* **Provided text**
= = =

Adolph Gottlieb's "Red vs Blue" (1972) / Courtesy of Adolph and Esther
Gottlieb Foundation / Licensed by
VAGA at ARS, New York
It was in 1963, at the São Paulo Biennale in Brazil, that two abstractionists from opposite ends of the world first crossed paths. That year, each representing their nation’s pavilion, Korea’s Kim Whanki (1913-74) received an honorary prize, while American artist Adolph Gottlieb (1903-74) was awarded the Grand Prix.
No record remains to tell whether the two actually came face-to-face at the international event, yet it was Gottlieb’s paintings that kindled a turning point in Kim’s life. Soon after, at the age of 50, Kim set out across the ocean for New York — a city where Gottlieb already stood as a pillar of the New York School alongside Jackson Pollock and Mark Rothko. There, Kim eventually entered the most defining phase of his career, birthing his now instantly recognizable pointillist paintings awash with an infinite constellation of dots.

Kim Whanki's "Untitled" (1971) / Courtesy of Whanki
Foundation and Whanki
Museum
“The Language of Abstraction, The Universe of Emotion” at Pace Gallery Seoul gathers the works of these two 20th-century masters under one roof in a resonant dialogue.
Organized in collaboration with the Whanki Foundation and the Adolph and Esther Gottlieb Foundation, the show illuminates how two painters of the East and the West each translated their visions into a shared language of abstraction.
Unfurled across the gallery’s second floor are Kim’s canvases from the late 1960s and early 1970s.

= = =

* **Exercises to complete**
1) In the article about the Kim Whanki and Adolph Gottlieb exhibition, how old was Kim when he set out for New York?
2) Update the article's passage starting at "No record remains" and ending at "constellation of dots." so that "ocean" becomes "Pacific".

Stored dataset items
= = =

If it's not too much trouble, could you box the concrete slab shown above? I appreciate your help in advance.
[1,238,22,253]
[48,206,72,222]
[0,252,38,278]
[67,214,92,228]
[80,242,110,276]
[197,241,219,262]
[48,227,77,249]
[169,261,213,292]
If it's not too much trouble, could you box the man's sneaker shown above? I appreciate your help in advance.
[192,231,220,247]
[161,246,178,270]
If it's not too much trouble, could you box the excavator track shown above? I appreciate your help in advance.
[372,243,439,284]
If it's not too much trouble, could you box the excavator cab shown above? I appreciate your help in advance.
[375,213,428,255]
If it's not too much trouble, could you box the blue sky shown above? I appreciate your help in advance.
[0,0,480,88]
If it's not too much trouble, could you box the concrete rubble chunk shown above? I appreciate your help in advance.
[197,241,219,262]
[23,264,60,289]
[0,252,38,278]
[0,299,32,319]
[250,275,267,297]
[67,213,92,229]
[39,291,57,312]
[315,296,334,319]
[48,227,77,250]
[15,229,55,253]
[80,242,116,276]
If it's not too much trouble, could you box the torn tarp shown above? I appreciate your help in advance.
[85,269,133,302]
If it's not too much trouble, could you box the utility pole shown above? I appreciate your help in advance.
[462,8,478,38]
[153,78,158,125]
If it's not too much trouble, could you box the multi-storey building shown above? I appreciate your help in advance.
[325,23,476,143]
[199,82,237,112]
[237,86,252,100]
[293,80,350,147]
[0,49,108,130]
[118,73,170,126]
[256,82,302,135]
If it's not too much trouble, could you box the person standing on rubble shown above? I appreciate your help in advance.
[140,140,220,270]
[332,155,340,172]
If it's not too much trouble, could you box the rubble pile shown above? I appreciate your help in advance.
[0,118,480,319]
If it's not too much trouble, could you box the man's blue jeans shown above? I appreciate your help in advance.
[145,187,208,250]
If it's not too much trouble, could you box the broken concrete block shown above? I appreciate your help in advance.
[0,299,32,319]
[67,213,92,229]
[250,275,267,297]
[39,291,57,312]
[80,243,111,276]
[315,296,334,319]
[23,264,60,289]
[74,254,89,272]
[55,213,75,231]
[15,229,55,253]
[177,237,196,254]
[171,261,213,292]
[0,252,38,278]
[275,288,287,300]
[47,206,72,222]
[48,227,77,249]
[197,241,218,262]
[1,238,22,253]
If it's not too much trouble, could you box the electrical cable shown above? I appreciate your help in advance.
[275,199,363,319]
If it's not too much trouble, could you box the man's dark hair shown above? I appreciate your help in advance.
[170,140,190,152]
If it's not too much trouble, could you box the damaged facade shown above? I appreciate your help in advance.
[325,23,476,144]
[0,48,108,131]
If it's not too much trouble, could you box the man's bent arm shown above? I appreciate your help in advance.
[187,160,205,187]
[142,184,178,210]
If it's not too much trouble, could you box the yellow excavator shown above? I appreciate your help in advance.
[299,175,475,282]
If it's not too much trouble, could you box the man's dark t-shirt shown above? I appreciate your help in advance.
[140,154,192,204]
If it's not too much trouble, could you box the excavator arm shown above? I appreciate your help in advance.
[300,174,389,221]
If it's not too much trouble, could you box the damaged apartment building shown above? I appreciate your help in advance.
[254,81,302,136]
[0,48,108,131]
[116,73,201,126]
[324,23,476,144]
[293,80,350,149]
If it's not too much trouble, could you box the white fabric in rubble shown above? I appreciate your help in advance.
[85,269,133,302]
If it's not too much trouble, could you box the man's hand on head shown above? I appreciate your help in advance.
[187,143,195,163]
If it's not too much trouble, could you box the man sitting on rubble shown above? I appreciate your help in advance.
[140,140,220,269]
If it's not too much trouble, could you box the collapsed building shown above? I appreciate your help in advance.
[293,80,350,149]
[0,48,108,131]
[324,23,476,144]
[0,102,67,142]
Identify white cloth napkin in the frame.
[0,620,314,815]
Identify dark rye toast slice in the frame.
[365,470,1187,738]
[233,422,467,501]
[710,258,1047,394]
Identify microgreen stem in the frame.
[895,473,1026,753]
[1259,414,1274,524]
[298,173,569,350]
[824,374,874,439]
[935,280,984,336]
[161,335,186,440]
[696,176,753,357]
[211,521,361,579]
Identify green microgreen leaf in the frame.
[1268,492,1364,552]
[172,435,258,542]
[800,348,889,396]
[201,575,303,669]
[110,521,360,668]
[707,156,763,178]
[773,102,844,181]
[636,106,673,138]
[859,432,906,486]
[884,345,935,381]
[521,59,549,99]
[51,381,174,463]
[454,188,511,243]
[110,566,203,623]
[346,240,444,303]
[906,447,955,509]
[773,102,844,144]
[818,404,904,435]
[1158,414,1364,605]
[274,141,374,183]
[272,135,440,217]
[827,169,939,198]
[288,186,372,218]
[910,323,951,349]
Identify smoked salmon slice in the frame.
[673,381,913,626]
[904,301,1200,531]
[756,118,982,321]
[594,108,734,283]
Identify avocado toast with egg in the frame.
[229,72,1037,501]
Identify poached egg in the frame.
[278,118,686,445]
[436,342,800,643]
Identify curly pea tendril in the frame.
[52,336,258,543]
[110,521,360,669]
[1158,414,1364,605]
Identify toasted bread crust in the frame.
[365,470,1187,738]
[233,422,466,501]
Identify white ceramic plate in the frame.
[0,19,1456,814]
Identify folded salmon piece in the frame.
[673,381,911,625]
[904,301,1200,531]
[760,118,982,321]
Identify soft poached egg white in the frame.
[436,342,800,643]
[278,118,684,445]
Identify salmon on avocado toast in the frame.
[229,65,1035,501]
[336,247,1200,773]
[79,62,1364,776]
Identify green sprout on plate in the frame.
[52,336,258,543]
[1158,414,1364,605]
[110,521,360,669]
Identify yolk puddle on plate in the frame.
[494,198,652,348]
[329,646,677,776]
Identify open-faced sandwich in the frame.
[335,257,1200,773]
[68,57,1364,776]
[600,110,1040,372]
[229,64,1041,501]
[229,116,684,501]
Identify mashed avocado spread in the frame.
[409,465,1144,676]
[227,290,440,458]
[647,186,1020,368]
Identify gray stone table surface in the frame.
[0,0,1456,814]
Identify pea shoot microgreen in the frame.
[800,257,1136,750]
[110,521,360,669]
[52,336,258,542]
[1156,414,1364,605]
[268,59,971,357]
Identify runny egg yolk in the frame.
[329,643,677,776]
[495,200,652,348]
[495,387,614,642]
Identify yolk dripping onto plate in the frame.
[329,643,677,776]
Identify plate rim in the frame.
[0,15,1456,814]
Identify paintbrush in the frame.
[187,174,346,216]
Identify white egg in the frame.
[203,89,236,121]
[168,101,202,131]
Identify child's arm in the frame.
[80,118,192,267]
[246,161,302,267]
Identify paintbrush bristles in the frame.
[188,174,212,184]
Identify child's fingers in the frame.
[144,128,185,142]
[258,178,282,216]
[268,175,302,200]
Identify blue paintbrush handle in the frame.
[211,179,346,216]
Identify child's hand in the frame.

= = =

* **Responses for each task**
1) 50

2)
No record remains to tell whether the two actually came face-to-face at the international event, yet it was Gottlieb’s paintings that kindled a turning point in Kim’s life. Soon after, at the age of 50, Kim set out across the Pacific for New York — a city where Gottlieb already stood as a pillar of the New York School alongside Jackson Pollock and Mark Rothko. There, Kim eventually entered the most defining phase of his career, birthing his now instantly recognizable pointillist paintings awash with an infinite constellation of dots.